:: Available records

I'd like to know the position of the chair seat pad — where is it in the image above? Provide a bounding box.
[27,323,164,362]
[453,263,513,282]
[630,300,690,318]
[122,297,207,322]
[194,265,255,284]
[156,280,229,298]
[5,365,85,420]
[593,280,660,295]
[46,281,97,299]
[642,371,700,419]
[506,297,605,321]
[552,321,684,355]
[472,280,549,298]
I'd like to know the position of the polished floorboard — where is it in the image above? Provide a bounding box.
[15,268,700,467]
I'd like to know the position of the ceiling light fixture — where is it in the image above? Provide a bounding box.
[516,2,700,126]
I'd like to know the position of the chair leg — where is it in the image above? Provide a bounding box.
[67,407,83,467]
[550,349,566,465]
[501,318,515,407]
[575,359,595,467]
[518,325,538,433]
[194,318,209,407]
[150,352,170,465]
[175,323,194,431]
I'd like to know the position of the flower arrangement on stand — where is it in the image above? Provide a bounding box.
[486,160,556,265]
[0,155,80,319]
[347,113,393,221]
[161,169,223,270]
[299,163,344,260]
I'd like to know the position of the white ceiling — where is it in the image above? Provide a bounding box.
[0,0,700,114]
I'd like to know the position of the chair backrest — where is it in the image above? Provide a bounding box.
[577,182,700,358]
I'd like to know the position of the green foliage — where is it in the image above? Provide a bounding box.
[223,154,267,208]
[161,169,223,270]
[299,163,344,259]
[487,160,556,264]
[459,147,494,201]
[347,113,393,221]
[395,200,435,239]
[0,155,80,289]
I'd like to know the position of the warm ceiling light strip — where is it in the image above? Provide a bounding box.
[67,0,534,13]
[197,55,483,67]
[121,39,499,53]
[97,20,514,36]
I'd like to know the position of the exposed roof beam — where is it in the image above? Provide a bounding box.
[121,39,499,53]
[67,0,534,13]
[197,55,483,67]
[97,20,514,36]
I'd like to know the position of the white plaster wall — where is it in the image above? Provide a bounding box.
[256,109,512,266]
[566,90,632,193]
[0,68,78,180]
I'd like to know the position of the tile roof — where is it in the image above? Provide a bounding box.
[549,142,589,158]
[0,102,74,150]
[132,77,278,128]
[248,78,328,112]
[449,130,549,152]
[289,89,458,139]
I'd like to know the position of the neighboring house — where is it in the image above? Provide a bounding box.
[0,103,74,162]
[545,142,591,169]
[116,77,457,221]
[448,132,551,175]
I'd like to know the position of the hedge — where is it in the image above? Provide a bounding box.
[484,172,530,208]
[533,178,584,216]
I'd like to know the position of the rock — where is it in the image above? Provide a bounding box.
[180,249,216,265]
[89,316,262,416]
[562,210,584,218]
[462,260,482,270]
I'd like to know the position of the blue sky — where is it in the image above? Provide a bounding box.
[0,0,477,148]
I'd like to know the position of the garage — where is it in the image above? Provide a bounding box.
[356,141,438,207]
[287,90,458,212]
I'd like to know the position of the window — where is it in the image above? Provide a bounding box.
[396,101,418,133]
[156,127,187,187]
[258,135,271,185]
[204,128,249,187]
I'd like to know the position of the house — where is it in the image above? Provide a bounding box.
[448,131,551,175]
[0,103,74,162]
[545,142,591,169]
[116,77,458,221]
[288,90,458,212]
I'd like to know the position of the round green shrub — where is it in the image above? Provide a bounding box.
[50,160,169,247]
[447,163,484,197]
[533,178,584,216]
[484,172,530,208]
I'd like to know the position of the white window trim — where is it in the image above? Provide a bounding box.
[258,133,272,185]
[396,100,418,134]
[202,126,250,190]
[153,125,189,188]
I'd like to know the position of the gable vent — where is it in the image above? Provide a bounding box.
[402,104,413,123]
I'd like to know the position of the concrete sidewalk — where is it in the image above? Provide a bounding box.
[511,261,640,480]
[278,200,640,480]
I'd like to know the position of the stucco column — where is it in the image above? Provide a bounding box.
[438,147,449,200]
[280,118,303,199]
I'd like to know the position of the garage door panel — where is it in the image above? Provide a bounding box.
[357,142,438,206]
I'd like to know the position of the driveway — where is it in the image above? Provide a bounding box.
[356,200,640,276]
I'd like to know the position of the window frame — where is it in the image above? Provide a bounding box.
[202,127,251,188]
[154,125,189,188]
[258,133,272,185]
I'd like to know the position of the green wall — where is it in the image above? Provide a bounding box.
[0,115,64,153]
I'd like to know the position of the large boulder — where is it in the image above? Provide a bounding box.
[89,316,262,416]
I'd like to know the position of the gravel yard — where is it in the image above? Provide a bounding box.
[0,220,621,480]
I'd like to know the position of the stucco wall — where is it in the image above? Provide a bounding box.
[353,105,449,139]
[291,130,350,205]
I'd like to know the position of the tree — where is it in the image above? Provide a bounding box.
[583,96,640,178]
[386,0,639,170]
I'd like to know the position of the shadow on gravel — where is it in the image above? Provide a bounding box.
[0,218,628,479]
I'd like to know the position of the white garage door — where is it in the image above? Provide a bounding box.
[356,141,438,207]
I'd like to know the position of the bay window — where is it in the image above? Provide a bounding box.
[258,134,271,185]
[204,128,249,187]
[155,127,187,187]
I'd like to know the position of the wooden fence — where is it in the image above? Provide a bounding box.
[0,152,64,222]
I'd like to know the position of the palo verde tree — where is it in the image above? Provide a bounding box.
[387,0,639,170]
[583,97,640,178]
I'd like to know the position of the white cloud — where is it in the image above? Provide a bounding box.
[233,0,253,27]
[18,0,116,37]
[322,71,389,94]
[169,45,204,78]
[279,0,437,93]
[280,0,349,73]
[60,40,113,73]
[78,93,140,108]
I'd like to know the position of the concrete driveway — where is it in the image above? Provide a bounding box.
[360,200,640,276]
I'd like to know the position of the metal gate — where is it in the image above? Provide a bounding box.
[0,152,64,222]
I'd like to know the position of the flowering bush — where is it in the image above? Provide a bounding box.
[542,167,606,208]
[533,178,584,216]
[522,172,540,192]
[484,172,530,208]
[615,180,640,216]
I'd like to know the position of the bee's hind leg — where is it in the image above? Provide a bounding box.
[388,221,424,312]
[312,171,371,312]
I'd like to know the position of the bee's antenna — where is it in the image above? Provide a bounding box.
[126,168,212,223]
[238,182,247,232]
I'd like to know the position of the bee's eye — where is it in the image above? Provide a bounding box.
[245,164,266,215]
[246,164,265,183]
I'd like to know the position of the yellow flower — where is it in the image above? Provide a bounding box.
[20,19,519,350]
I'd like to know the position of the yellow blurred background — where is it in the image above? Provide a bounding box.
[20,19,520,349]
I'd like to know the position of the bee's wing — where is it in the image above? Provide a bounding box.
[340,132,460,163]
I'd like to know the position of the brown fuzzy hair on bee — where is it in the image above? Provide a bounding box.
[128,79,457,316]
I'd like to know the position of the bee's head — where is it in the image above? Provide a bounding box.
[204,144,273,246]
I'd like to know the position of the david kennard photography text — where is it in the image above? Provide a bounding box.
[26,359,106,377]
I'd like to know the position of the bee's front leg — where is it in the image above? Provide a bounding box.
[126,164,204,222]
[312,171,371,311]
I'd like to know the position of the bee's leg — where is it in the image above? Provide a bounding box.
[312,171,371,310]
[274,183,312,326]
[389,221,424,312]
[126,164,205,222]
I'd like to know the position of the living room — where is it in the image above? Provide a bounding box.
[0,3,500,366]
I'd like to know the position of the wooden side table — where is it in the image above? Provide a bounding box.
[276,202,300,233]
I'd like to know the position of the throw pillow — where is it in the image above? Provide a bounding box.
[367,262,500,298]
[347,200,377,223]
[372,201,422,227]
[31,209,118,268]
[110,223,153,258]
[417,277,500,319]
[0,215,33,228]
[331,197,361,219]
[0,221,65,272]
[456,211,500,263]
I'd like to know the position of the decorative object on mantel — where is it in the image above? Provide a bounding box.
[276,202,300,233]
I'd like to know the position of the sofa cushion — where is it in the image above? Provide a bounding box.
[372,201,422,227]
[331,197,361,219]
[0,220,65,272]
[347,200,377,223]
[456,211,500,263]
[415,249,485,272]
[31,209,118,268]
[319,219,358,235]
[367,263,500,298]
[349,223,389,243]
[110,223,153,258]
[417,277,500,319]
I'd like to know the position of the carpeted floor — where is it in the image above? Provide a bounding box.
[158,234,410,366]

::::

#### Task instructions:
Reproduce word for word the stretch of the material above, from the line containing "I'd like to know the position of the decorative" through the last line of the material.

#### Response:
I'd like to know the position of the decorative object on mantel — where is it in the image above? Provide a bounding box.
[276,202,300,233]
I'd like to know the position of the sofa cushion — where is it in the image above? Provide a bounding box.
[372,201,422,227]
[331,197,361,219]
[0,220,65,272]
[347,200,377,223]
[456,211,500,263]
[415,249,485,272]
[31,209,118,268]
[319,219,358,235]
[367,263,500,298]
[349,223,389,243]
[110,223,153,258]
[417,277,500,319]
I'd like to know the position of the carpeted floor — where is it in the image above? Provide a bounding box.
[158,234,410,366]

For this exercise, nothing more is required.